> _GIVEN INSTRUCTION_: Repeat each record below exactly as given.

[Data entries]
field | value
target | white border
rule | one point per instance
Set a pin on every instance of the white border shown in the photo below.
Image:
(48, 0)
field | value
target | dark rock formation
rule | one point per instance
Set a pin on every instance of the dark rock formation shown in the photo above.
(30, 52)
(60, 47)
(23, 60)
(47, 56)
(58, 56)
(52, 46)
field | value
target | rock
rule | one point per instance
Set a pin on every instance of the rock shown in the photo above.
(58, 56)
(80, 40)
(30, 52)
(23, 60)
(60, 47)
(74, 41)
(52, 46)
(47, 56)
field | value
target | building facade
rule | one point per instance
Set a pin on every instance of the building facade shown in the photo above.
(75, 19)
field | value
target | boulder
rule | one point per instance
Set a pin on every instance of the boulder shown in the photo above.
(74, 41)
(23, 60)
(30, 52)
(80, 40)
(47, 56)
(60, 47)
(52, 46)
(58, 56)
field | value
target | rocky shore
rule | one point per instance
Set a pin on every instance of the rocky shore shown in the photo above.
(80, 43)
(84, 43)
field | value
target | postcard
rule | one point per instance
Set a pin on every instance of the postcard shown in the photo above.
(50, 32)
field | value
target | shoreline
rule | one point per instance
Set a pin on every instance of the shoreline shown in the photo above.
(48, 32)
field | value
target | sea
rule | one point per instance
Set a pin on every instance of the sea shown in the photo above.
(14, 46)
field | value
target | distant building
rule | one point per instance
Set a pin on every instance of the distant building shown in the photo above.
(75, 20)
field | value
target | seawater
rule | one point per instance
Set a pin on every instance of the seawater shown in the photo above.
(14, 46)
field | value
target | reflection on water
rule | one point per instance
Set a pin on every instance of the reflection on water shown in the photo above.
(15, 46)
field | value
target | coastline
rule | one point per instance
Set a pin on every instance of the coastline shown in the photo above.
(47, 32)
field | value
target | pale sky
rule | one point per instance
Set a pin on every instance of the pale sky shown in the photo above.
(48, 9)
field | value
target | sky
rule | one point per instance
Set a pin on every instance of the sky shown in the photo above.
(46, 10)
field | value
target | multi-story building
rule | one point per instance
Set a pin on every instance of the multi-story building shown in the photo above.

> _COMPLETED TASK_:
field | value
target | white border
rule | one point per instance
Set a pin on every instance of the white border shown in the photo below.
Image:
(48, 0)
field | value
target | dark rock formation
rule | one point per instance
Set a pin on every instance of the dark rock formation shown in the photo above.
(30, 52)
(60, 47)
(23, 60)
(47, 56)
(58, 56)
(52, 46)
field | value
target | rock
rule | one point per instance
Set a pin on every instance of the rock shown in the photo above.
(58, 56)
(80, 40)
(30, 52)
(23, 60)
(60, 47)
(74, 41)
(52, 46)
(47, 56)
field | value
target | building facade
rule | one point per instance
Set a pin on every instance of the building facade shown in the photo above.
(75, 19)
field | value
target | boulder
rule | one point per instance
Set a pin on every instance of the boulder shown in the photo above.
(74, 41)
(23, 60)
(30, 52)
(80, 40)
(47, 56)
(60, 47)
(52, 46)
(58, 56)
field | value
target | rocky shore
rule | one point per instance
Set a pin on every instance of the rocky shore shown in the photo above.
(80, 43)
(84, 43)
field | value
target | postcard
rule | one point per instance
Set a pin on every instance of the postcard shown in the photo above.
(50, 32)
field | value
target | shoreline
rule | one point per instance
Set a pin on every instance of the shoreline shown in the photo above.
(48, 32)
field | value
target | sea
rule | one point per instance
Set a pin on every instance of the sea shown in the photo above.
(14, 46)
field | value
target | distant building
rule | one point per instance
Set a pin on every instance of the distant building shown in the photo above.
(75, 20)
field | value
target | seawater
rule | one point per instance
Set a pin on every instance of the seawater shown in the photo above.
(14, 46)
field | value
target | reflection on water
rule | one point per instance
Set a pin on every instance of the reflection on water shown in the photo above.
(15, 46)
field | value
target | coastline
rule | one point per instance
Set a pin on every instance of the coastline shown in the photo above.
(47, 32)
field | value
target | pale sky
rule | one point per instance
Set a pin on every instance of the pale sky shown in the photo above.
(48, 9)
field | value
target | sky
rule | one point per instance
Set a pin on every instance of the sky shown in the photo above.
(46, 10)
field | value
target | multi-story building
rule | one point per instance
Set a pin on every instance of the multi-story building shown in the photo above.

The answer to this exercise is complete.